- **SOURCE DOCUMENT**
D.                                    The SERP Committee’s interpretation and construction of the provisions of the Plan and rules and regulations adopted by the SERP Committee shall be final. No member of the SERP Committee shall be liable for any action taken, or determination made, in respect of the Plan in good faith.

 

E.                                      This Plan may be adopted by Affiliated Employers as the SERP Committee may approve, whereupon such entities shall become Participating Employers.

 

SECTION IV

Supplemental Retirement Benefits & Supplemental Death Benefits

 

A.                                   Provided a SERP Member is vested in the Retirement Plan, the Supplemental Retirement Benefit for a SERP Member shall be an amount equal to the difference between his Basic Retirement Benefit and his Unrestricted Retirement Benefit. For a SERP Member who has a Separation from Service on or after January 1, 2005, the Supplemental Retirement Benefit actually payable to the SERP Member shall be calculated with reference to the SERP Member’s actual Basic Retirement Benefit, determined at the time of the SERP Member’s Separation from Service from the Participating Employer, regardless of whether the SERP Member elects to commence the receipt of benefits from the Retirement Plan.

- **SHORT EXERCISE 1**
In the plan excerpt, rewrite the passage starting with "D.                                    The SERP" and going on through "become Participating Employers.", changing "SERP Committee" to "Plan Administrator".
- **SHORT EXERCISE 2**
List the distinct terms in the plan excerpt that end in "Retirement Benefit" or "Retirement Benefits," treating singular and plural forms as the same term.
- **SHORT EXERCISE 3**
According to the plan excerpt, what amount is the Supplemental Retirement Benefit for a SERP Member vested in the Retirement Plan?

- **STORED RECORDS**

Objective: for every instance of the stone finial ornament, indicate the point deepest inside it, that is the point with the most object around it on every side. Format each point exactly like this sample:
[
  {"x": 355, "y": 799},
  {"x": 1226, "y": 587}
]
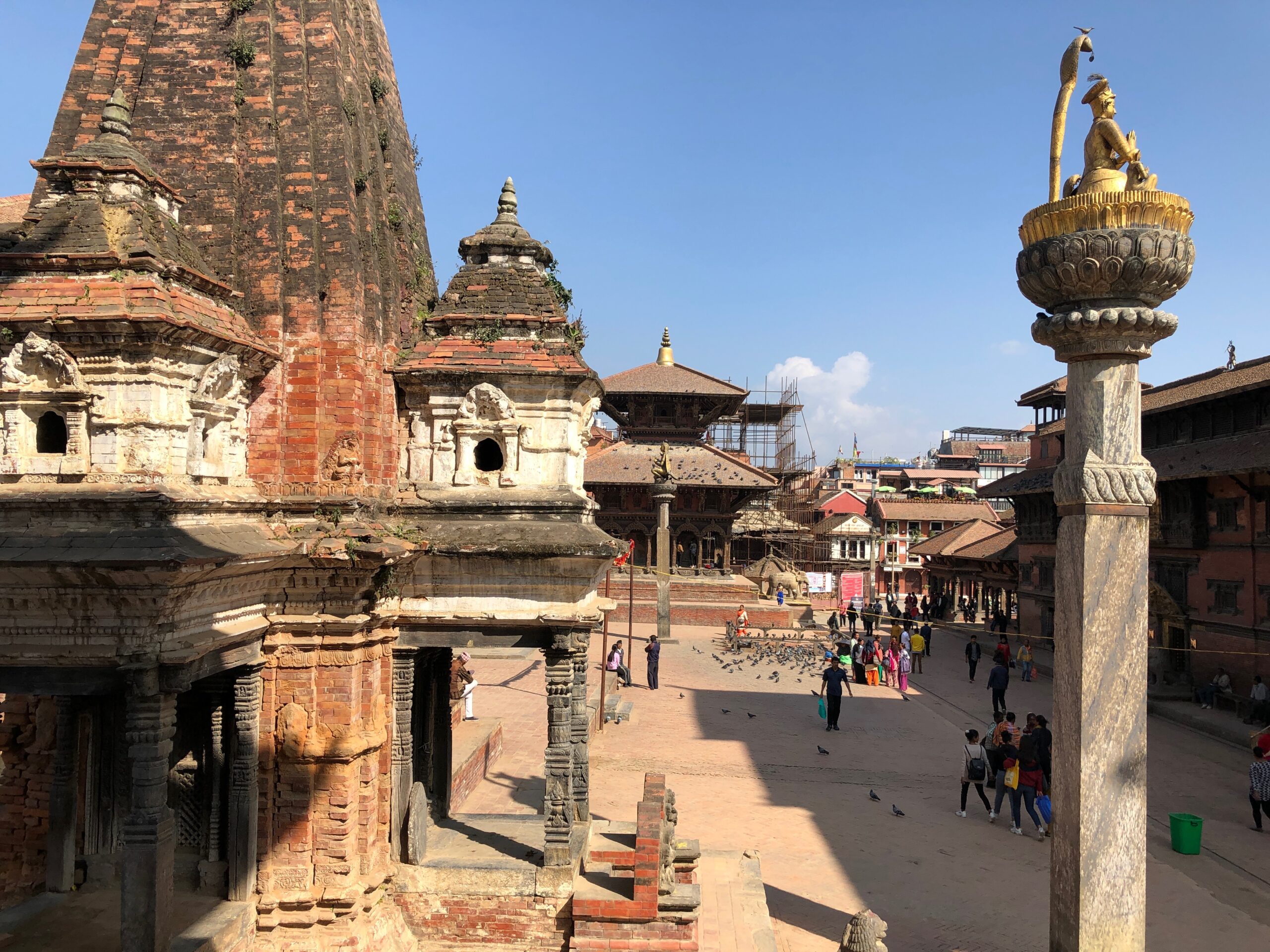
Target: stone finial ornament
[
  {"x": 665, "y": 355},
  {"x": 864, "y": 933},
  {"x": 662, "y": 466},
  {"x": 117, "y": 117},
  {"x": 507, "y": 203}
]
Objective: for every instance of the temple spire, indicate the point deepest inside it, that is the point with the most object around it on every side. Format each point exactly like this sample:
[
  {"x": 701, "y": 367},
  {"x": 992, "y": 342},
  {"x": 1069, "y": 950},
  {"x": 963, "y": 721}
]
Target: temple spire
[
  {"x": 117, "y": 117},
  {"x": 507, "y": 203},
  {"x": 665, "y": 356}
]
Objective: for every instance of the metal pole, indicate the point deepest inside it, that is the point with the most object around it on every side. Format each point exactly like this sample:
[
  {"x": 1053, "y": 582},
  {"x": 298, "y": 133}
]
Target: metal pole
[{"x": 604, "y": 653}]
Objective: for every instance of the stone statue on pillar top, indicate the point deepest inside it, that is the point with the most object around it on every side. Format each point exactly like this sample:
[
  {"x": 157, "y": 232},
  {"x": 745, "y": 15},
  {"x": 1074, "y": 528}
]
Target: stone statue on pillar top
[{"x": 1100, "y": 262}]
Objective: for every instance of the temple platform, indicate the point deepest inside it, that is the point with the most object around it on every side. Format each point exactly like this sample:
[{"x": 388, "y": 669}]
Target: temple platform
[{"x": 88, "y": 921}]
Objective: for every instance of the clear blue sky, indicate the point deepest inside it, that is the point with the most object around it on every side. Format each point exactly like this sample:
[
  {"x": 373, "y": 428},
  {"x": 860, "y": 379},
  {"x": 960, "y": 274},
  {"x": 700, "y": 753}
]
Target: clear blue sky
[{"x": 810, "y": 186}]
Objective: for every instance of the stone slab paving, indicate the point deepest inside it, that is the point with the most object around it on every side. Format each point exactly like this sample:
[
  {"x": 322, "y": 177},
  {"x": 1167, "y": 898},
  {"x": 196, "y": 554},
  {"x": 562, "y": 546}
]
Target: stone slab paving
[{"x": 943, "y": 884}]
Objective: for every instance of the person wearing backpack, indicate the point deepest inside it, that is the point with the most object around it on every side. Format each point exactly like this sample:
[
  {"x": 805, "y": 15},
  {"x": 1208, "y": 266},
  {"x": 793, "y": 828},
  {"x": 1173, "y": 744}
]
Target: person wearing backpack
[{"x": 974, "y": 771}]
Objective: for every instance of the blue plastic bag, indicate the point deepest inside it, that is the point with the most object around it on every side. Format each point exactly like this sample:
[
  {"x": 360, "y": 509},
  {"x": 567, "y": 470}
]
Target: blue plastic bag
[{"x": 1043, "y": 808}]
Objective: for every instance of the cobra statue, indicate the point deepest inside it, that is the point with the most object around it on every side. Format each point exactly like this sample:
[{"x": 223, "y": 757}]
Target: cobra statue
[{"x": 1067, "y": 74}]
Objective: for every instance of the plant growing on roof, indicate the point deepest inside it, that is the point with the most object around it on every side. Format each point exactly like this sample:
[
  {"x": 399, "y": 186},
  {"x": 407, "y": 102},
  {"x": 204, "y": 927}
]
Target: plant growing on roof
[
  {"x": 242, "y": 51},
  {"x": 553, "y": 281},
  {"x": 488, "y": 333}
]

- **TASK OUTPUT 1**
D.                                    The Plan Administrator’s interpretation and construction of the provisions of the Plan and rules and regulations adopted by the Plan Administrator shall be final. No member of the Plan Administrator shall be liable for any action taken, or determination made, in respect of the Plan in good faith.

 

E.                                      This Plan may be adopted by Affiliated Employers as the Plan Administrator may approve, whereupon such entities shall become Participating Employers.

- **TASK OUTPUT 2**
Supplemental Retirement Benefit
Basic Retirement Benefit
Unrestricted Retirement Benefit

- **TASK OUTPUT 3**
It equals the difference between the SERP Member's Basic Retirement Benefit and Unrestricted Retirement Benefit.